# [RECORDS FOR THIS EXERCISE]
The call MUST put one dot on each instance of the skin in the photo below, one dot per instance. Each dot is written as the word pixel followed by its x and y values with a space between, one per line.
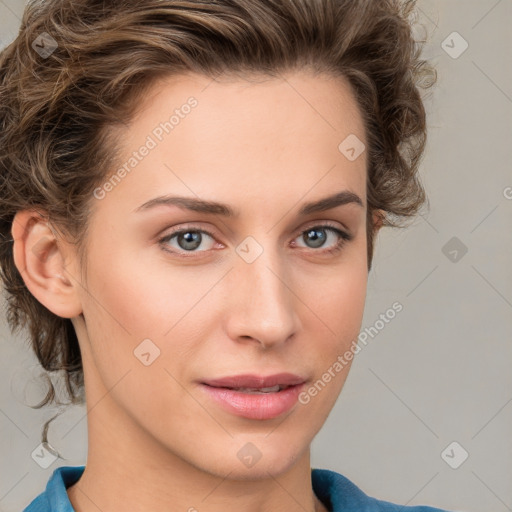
pixel 156 441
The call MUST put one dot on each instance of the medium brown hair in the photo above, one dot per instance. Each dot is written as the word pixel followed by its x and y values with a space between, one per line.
pixel 56 109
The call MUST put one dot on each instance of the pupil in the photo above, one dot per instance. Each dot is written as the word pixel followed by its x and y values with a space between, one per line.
pixel 192 240
pixel 315 237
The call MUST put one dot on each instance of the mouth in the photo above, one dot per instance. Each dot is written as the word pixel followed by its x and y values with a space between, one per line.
pixel 255 403
pixel 260 391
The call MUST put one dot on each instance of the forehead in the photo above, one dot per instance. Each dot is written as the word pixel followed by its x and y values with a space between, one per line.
pixel 258 136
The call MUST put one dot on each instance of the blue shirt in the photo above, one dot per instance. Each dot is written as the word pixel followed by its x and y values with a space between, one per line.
pixel 337 493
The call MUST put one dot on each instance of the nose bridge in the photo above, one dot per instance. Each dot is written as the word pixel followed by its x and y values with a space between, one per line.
pixel 263 303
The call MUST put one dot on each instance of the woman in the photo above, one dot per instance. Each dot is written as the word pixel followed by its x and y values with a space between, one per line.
pixel 192 191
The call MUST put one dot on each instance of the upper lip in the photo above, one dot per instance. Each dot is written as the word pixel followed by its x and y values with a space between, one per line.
pixel 256 381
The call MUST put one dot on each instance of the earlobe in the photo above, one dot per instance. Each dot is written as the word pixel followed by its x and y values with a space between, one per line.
pixel 39 255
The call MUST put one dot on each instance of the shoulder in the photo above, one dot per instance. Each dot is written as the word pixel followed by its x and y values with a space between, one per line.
pixel 339 494
pixel 55 498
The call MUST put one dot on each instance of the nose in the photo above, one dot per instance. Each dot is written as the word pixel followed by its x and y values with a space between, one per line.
pixel 262 304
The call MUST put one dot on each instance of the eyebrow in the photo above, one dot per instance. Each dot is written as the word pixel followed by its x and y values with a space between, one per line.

# [GIVEN INSTRUCTION]
Extract every line of the data above verbatim, omitting the pictures.

# [FINAL RESULT]
The call MUST put one dot on each instance of the skin in the photo below, one dot per instance. Each dot is written as the word pixel followed by its x and y values with a space between, one per line.
pixel 156 441
The call MUST put one dot on each instance of the medium brown hair in the photo above, one dot per instance. Each dot is written as the word pixel followed by its x and y values with a space between, one per line.
pixel 56 109
The call MUST put one dot on each instance of the pupil in the photo above, one dot per instance. Each dot is written as the word pixel followed by its x and y values with a space between, one per line.
pixel 192 240
pixel 315 237
The call MUST put one dot on each instance of the mouth in the photo above, one dot per instance. Each dot is written as the word pixel followed by its x and y values with a space between, one per line.
pixel 255 403
pixel 260 391
The call MUST put one dot on each instance of the forehead in the photo above, one dot per instance. Each dot is written as the word pixel followed by its x and y values with a space between, one per line.
pixel 258 136
The call MUST put one dot on each instance of the blue shirt in the photo above, one dot per instance. Each dot is written as the word pixel followed by its x and y values with a space between, one per line.
pixel 337 493
The call MUST put one dot on each instance of the nose bridge in the photo above, one dot per instance. Each dot is written as the word pixel followed by its x and y values with a space between, one per line.
pixel 263 303
The call MUST put one dot on each instance of the woman in the photo above, one dot per instance. Each dot is written as the word pixel followed by its x and y values with a space between, one per line.
pixel 192 191
The call MUST put one dot on each instance of the upper lip in the photo above, one dot per instance. Each dot is written as the word pixel followed by its x and y values with a space between, one per line.
pixel 256 381
The call MUST put one dot on each instance of the earlobe in the photo above, one dot per instance. Each dot is written as the word pixel followed by its x and y values with a space between, one per line.
pixel 39 255
The call MUST put one dot on each instance of the shoulder in the photo above, one dot per instance. Each dot is written as the word pixel followed by its x and y values with a space between, one per line.
pixel 339 494
pixel 55 498
The call MUST put one dot on each instance of the nose in the photo above, one dot per instance. Each dot is written as the word pixel followed by its x and y values with a space between, one per line.
pixel 262 304
The call MUST put one dot on each instance of the eyebrow in the photo above, one dot per instance. Each dot is written as the word pixel followed by its x and y values with a space between, one per line.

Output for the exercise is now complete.